• Page:

* start *

More than 175 years ago, a ditch in Chester County became a mass grave for 57 Irish immigrant railroad workers, thought to have died of cholera. Now, a team that includes a Penn scholar and undergraduate is digging deeper into the lives – and deaths – of these laborers.
Photo caption: Dr. Janet Monge (left), curator of physical anthropology at the Penn Museum, and Penn senior Samantha Cox (right), joined the Duffy's Cut Project in spring 2009 to excavate and analyze the bones of Irish railroad laborers who died and were buried in a mass grave in Chester County in 1832. Here, Dr. Monge and Ms. Cox, in a Penn Museum office, examine one of the first skulls excavated at the site. Photo by Penn Museum.
Dr. Janet Monge, curator of physical anthropology at the Penn Museum, and Samantha Cox, a Penn undergraduate, joined the project in spring 2009, when workers’ bones were discovered at the site. So far, they have CT-scanned and analyzed two skeletons, and preliminary analysis shows that both appear to have suffered blunt-force trauma near the time of their deaths.

* end *

• The input:
* start *

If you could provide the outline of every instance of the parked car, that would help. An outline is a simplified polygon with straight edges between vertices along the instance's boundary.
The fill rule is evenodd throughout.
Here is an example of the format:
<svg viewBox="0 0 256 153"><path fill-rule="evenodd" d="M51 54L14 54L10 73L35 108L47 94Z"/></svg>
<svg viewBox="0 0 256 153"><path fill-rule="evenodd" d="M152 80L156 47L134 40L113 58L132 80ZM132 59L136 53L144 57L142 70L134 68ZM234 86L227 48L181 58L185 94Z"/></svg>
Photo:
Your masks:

* end *

• Instructions:
1. Copy the rows word for word, from the first row up to and including the line that contains "Here is an example".
2. Continue the account of the Duffy's Cut mass grave from where it stops.

• Outputs in order:
1.
If you could provide the outline of every instance of the parked car, that would help. An outline is a simplified polygon with straight edges between vertices along the instance's boundary.
The fill rule is evenodd throughout.
Here is an example of the format:

2.
Cox is supervising the field excavation of the skeletons, working with excavation director Stephen Brighton of the University of Maryland. The process is expected to take one to two years.
The railway laborers were brought to Malvern, a suburb about 20 miles northwest of Philadelphia, by fellow Irishman Philip Duffy to help construct the Philadelphia and Columbia Railroad. Historic accounts indicate that the workers died of cholera, but the new evidence implies that they may have been victims of violence.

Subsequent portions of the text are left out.